_Given task A_
Resize the entries between the line holding "the bus passenger" and the last line of the entries, inclusive. Rewrite only those lines, notes included, with every coordinate in the results multiplied by 1.55 and rounded to a whole number, halves rounded up.

>> BEGIN Provided text

Space Operation

http://${VEARCH_URL} is the vearch service, $db_name is the name of the created database, $space_name is the name of the created space.

Create Space

curl -XPOST -H "content-type: application/json" -d'
{
    "name": "space1",
    "partition_num": 1,
    "replica_num": 3,
    "fields": [
        {
            "name": "field_string",
            "type": "string"
        },
        {
            "name": "field_int",
            "type": "integer"
        },
        {
            "name": "field_float",
            "type": "float",
            "index": {
                "name": "field_float",
                "type": "SCALAR",
            },
        },
        {
            "name": "field_string_array",
            "type": "stringArray",
            "index": {
                "name": "field_string_array",
                "type": "SCALAR",
            },
        },
        {
            "name": "field_int_index",
            "type": "integer",
            "index": {
                "name": "field_int_index",
                "type": "SCALAR",
            },
        },
        {
            "name": "field_vector",
            "type": "vector",
            "dimension": 128,
            "index": {
                "name": "gamma",
                "type": "IVFPQ",
                "params": {
                    "metric_type": "InnerProduct",
                    "ncentroids": 2048,
                    "nlinks": 32,
                    "efConstruction": 40,
                },
            },
        }
    ]
}
' http://${VEARCH_URL}/dbs/$db_name/spaces

Parameter description:

field name	field description	field type	must	remarks
name	space name	string	true
partition_num	partition number	int	true
replica_num	replica number	int	true
fields	schema config	json	true	define space field

1、Space name not be empty, do not start with numbers or underscores, try not to use special characters, etc.

2、partition_num: Specify the number of tablespace data fragments. Different fragments can be distributed on different machines to avoid the resource limitation of a single machine.

>> END Provided text
>> BEGIN Dataset extract

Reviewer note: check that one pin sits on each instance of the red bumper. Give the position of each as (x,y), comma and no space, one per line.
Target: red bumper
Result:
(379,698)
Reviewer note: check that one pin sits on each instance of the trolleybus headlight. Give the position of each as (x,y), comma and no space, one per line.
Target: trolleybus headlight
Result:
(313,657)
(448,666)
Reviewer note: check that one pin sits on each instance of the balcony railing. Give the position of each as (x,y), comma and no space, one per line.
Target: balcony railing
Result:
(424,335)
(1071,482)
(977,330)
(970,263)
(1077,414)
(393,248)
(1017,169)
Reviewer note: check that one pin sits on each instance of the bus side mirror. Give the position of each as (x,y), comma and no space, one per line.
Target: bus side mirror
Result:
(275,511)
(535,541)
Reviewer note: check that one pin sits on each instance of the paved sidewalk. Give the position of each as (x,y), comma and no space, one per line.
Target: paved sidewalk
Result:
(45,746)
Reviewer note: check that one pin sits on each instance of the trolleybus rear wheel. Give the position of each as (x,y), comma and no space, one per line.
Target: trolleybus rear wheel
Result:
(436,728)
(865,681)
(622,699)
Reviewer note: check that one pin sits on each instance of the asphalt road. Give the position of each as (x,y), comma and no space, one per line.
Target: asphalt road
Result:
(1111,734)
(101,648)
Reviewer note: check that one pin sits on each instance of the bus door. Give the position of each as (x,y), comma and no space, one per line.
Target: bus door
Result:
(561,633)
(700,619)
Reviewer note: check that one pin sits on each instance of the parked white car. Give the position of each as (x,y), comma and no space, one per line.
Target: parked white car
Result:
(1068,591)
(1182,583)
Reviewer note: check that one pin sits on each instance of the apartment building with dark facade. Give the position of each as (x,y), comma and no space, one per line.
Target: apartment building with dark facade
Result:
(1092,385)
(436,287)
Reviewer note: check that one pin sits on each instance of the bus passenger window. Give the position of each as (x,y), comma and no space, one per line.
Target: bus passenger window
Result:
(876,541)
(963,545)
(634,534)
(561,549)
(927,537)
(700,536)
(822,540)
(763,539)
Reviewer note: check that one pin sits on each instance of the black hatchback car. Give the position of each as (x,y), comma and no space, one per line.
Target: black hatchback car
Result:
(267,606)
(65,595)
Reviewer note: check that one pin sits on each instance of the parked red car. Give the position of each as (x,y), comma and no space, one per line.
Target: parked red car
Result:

>> END Dataset extract

_Given task B_
Write what comes next in the text on Vearch space operations, picking up after its last sentence.

_Task output A_
Reviewer note: check that one pin sits on each instance of the bus passenger window. Give the position of each as (x,y), comma and no space, one per line.
Target: bus passenger window
Result:
(1358,839)
(1493,845)
(983,828)
(870,851)
(1437,832)
(1085,831)
(1274,837)
(1183,835)
Reviewer note: check that one pin sits on each instance of the black hatchback car. Give the position of each as (x,y), comma and no space, one per line.
Target: black hatchback car
Result:
(414,939)
(101,922)
Reviewer note: check that one pin sits on each instance of the parked red car. Give the position of each as (x,y), comma and no space, one per line.
Target: parked red car
Result:

_Task output B_
3、replica_num: The number of copies is recommended to be set to 3, which means that each piece of data has two backups to ensure high availability of data.

index config:

field name	field description	field type	must
name	index name	string	true
type	index type	string	true
params	index parameters	json	true

1. Index type Index type currently supports seven types in two categories, scalar index: SCALAR; vector index: IVFPQ, HNSW, GPU, IVFFLAT, BINARYIVF, FLAT, please see the link for details https://github.com/vearch/vearch/wiki/Vearch%E7%B4%A2%E5%BC%95%E4%BB%8B%E7%BB%8D%E5%92%8C%E5%8F% 82%E6%95%B0%E9%80%89%E6%8B%A9.

Scalar indexes only need to set name and type.

The parameter configurations and default values required for different vector index types are as follows:

IVFPQ:

field name	field description	field type	must	remarks
metric_type	computer type	string	true	L2 orInnerProduct
ncentroids	number of buckets for indexing	int	true	default 2048
nsubvector	PQ disassembler vector size	int	false	default 64
bucket_init_size	bucket init size	int	false	default 1000
bucket_max_size	max size for each bucket	int	false	default 1280000
training_threshold	training data size	int	false	The default ncentroids * 39 is the amount of data required for each shard training, not the amount of data in the space table.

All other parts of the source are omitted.